- PAGE EXTRACT
TECHNICAL REPORT ISO/IEC TR 19583-21:2022(E)
Information technology — Concepts and usage of
metadata —
Part 21:
11179-3 Data model in SQL
1 Scope
This document provides a possible instantiation of the registry metamodel specified in ISO/IEC 11179-3
using the SQL database language as specified in ISO/IEC 9075-2.
2 Normative references
There are no normative references in this document.
3 Terms and definitions
No terms and definitions are listed in this document.
ISO and IEC maintain terminology databases for use in standardization at the following addresses:
— ISO Online browsing platform: available at https:// www .iso .org/ obp
— IEC Electropedia: available at https:// www .electropedia .org/
4 Overview of the relationship between UML Class Diagrams and SQL
The Unified Modeling Language (UML) provides a family of graphical notations that can be used in the
analysis and design of software systems. The UML is under the control of the Object Management Group
(OMG) and, as such, it is (a) a relatively ‘open’ standard, and (b) firmly rooted in the object-oriented
paradigm for software engineering. The UML is now at Version 2 and is the subject of two international
standards: ISO/IEC 19505-1 and ISO/IEC 19505-2.
Within the UML, the Class Diagram notation is used to represent information (and, hence, data)
requirements for a particular ‘universe of discourse’, a business area or the scope of a proposed
information system.
A UML Object is often defined as a:
construct within a system for which a set of attributes and operations can be specified.
Whilst this is a reasonable definition within the context of object-oriented system development, a more
appropriate definition of an Object for the purposes of this document is a:
representation of something of interest within the universe of discourse about which
information needs to be recorded.
An Object Class in both contexts can then defined as a:
definition of a set of Objects that share the same attributes, associations, and operations.
The Database Language SQL is a, largely, declarative language used to manage structured data held
in a database under the control of a Relational Database Management System (RDBMS). As such, it
© ISO/IEC 2022 – All rights reserved

[5]
was originally based on Edgar F. Codd’s relational model of data published in 1970 , but its scope has
grown over the years. SQL is the subject of the multi-part set of International Standards, ISO/IEC 9075
series. Most commercial SQL products, however, deviate from the standards to some extent, some more
than others.
5 Generating the SQL for the metamodel
5.1 Overview
The UML (and the Class Diagrams, in particular) and the SQL database language exist in two separate
programming paradigms and there is, therefore, no direct translation from one (the UML) to the other
(SQL). There are, however, approaches that can be taken to achieve a translation. This document uses
one of those approaches to generate a set of SQL statements to instantiate the metadata registry
metamodel, where the SQL statements enable easy reference back to the original UML Class Diagram
and text of the metamodel. This is achieved by using names for the SQL objects that reflect the names
of the UML artefacts and, also, by embedding comments referencing the metamodel within the SQL
statements.

- DATA EXCERPT
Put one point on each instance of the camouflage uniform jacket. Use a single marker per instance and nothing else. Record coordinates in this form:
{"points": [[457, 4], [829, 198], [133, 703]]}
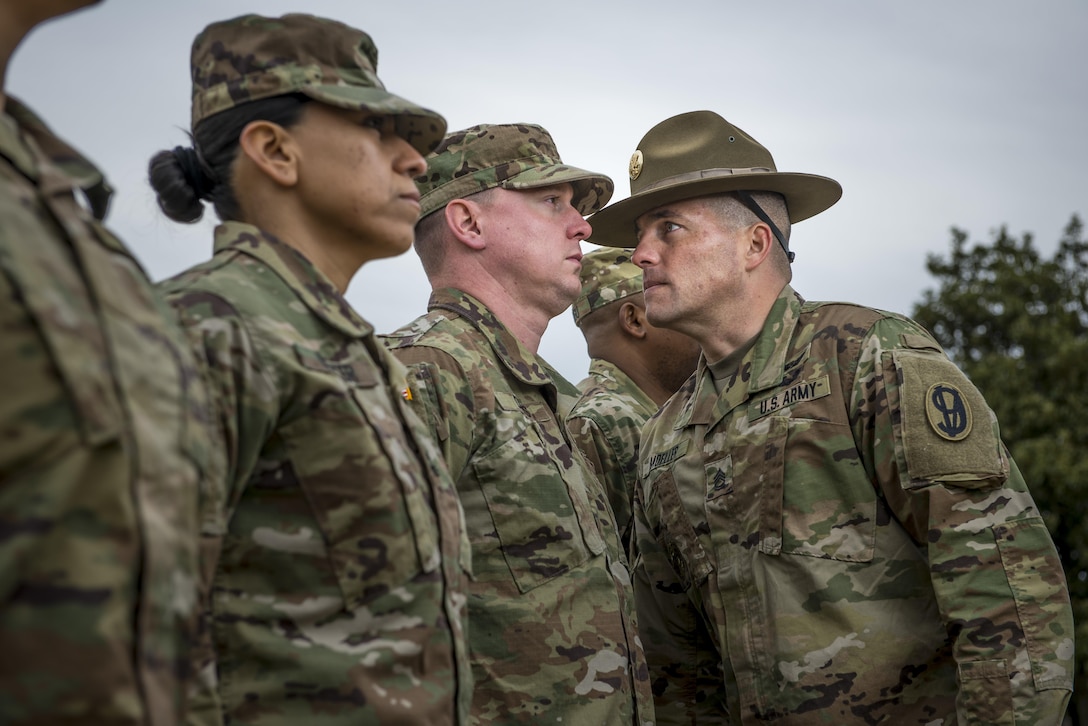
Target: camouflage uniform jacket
{"points": [[106, 437], [553, 632], [842, 532], [334, 554], [605, 423]]}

- WRITTEN TASK 1
List every numbered section heading in the SQL metamodel report, each with its number.
- WRITTEN TASK 2
Carry on the SQL metamodel report from its last sentence.

- TASK OUTPUT 1
1 Scope
2 Normative references
3 Terms and definitions
4 Overview of the relationship between UML Class Diagrams and SQL
5 Generating the SQL for the metamodel
5.1 Overview

- TASK OUTPUT 2
5.2 General principles for the translation of a UML Class diagram into SQL statements
It is good practice to distinguish between SQL keywords and the names given to the SQL objects. One
convention is to use UPPER CASE for the keywords and lower_case (using snake case) for the object
names.
Each UML class is represented by an SQL table. To make correlation to the model easier, the name of a
table that represents a class is the same as that of the class.
Each composite datatype is also represented by an SQL table. To make correlation to the model easier,
the name of the table is the same as that of the datatype.
Each single-valued attribute of a class or a composite datatype is represented by a column in the
appropriate table. The name of this column is the same as that of the attribute in the class or datatype.
The datatype of an attribute column is intuitively selected to be similar to that of the datatype of the
attribute.
If the datatype of an attribute of a class is another class or a composite datatype, the column that
represents that attribute is additionally declared as a foreign key column referencing the relevant table
that represents the class or composite datatype.
Where an attribute is multivalued (that is, it has a multiplicity of [0.*] or [1.*] in the UML diagram)
there are two possible instantiations available. These are:
a) Use one of the collection types, MULTISET or ARRAY, available in SQL.
b) Create a new table, a characteristic table, to hold the multiple values, with each row in the table
having a foreign key referencing the kernel (prime) table and one of the values.
In object-orientation, and, hence, UML, there is no equivalent of the SQL primary key, so each table
that represents a class or a composite datatype has an additional column that is used as a surrogate
identifier. This column then becomes the primary key for the table.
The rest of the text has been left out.